_WHAT THE TASK ASKS_: Please copy each line of the records below that includes the word "holding".

----- SUPPLIED DATA

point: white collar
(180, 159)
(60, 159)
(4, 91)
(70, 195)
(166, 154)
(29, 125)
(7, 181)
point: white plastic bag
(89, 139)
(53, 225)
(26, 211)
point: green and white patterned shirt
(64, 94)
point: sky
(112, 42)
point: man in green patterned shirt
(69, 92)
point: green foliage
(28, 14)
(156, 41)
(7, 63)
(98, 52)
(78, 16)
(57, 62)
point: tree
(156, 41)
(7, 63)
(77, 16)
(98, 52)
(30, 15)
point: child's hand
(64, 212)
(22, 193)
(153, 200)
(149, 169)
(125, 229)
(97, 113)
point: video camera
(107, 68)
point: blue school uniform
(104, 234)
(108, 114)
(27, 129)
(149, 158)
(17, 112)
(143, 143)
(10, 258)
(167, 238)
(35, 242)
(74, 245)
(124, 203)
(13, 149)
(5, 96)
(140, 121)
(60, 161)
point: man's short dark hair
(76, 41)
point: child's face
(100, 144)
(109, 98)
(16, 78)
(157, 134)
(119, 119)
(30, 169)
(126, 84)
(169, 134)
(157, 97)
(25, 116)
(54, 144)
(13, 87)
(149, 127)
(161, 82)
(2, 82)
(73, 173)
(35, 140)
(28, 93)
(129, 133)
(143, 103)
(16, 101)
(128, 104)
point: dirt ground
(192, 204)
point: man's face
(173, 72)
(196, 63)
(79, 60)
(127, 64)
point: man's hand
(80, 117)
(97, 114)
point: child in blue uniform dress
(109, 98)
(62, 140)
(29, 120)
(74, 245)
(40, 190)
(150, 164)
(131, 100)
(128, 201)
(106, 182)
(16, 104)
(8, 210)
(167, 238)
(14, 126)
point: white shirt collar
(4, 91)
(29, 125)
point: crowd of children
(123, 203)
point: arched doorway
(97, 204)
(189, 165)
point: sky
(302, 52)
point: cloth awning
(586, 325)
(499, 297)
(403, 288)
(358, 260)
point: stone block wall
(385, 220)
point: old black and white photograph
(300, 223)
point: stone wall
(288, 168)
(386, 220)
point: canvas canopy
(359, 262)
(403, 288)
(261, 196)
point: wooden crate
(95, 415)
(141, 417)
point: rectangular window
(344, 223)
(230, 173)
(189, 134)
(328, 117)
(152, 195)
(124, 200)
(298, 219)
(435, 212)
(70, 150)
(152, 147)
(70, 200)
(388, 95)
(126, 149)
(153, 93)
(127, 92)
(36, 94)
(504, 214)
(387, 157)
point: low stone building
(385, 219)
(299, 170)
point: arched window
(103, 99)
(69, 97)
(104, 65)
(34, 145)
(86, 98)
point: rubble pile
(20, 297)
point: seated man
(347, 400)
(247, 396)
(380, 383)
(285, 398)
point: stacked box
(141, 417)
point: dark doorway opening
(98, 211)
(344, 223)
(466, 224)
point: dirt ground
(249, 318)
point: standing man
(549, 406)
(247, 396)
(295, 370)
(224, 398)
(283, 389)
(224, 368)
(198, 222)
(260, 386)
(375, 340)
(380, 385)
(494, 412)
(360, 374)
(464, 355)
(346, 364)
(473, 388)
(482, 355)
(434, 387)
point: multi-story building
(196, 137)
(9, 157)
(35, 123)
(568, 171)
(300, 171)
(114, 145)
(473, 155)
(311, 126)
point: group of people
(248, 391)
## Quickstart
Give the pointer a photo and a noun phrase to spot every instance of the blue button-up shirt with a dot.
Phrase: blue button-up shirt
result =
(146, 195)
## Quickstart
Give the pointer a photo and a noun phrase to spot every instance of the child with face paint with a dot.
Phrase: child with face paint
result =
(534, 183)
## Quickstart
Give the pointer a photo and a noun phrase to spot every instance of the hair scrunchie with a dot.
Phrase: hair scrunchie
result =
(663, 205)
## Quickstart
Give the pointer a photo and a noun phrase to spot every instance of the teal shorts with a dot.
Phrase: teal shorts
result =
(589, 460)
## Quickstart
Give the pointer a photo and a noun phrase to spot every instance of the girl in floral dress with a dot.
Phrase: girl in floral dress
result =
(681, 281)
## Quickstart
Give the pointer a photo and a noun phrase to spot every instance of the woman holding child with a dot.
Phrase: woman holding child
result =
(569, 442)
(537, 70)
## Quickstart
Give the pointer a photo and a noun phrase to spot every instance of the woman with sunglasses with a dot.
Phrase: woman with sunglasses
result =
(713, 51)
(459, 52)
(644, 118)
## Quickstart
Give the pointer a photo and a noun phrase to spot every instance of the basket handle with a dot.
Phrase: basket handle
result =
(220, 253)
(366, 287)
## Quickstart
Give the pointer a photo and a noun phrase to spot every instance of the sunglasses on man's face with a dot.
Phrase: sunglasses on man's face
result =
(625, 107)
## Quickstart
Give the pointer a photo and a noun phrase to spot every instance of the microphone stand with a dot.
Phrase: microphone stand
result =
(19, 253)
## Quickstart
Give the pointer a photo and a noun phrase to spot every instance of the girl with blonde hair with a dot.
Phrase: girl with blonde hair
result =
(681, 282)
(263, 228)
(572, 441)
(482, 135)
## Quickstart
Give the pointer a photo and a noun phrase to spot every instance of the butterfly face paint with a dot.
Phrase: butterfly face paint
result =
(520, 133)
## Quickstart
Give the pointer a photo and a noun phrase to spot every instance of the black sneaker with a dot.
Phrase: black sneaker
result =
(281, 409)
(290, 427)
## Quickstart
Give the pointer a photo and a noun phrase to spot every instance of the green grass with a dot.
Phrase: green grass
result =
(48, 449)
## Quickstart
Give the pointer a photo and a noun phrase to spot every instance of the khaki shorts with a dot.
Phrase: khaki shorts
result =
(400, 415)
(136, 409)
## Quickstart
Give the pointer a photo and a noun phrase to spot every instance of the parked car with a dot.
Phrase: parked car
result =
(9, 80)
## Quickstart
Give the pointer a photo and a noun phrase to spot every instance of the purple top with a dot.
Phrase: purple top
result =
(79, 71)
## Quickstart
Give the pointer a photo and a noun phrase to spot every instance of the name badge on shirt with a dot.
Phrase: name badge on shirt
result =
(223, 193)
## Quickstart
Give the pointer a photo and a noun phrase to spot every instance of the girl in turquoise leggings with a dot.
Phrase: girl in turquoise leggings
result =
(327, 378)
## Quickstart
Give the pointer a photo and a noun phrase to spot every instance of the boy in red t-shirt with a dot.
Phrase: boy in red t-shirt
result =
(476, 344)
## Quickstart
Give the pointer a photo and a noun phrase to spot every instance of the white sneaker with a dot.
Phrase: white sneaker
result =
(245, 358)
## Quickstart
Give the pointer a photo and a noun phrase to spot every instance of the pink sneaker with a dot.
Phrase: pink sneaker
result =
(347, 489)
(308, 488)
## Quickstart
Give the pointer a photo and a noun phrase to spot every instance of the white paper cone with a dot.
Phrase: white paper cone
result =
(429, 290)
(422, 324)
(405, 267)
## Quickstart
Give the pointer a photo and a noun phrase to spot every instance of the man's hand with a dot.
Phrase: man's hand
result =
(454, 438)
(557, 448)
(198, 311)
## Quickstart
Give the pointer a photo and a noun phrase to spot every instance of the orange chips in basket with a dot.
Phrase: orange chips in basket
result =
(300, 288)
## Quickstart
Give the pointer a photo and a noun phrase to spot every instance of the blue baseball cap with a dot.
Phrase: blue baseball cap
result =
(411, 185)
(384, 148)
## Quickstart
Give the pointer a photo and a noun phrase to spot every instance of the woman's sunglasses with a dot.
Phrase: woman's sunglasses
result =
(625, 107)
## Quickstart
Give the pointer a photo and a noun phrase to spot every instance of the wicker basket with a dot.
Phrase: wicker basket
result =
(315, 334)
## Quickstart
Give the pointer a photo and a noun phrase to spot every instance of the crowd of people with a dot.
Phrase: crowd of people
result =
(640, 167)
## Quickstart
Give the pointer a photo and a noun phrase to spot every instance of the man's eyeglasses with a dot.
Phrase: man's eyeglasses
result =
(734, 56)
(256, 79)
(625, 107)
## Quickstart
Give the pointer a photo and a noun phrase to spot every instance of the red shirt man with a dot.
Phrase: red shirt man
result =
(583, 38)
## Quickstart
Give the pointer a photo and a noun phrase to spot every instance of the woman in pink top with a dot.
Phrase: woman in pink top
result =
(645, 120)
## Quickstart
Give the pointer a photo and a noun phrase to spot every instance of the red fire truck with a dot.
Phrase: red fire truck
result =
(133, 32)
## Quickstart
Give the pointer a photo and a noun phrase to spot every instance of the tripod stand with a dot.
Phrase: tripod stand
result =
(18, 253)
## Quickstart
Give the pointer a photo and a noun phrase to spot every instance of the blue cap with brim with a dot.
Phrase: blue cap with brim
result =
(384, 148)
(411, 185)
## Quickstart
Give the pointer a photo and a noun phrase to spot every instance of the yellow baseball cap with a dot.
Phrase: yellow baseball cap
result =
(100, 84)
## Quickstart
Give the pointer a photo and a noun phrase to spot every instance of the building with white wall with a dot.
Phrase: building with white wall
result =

----------

_RESPONSE TO THE EXERCISE_:
Give the pointer a photo and a noun phrase to spot every instance of the woman holding child with a dot.
Phrase: woman holding child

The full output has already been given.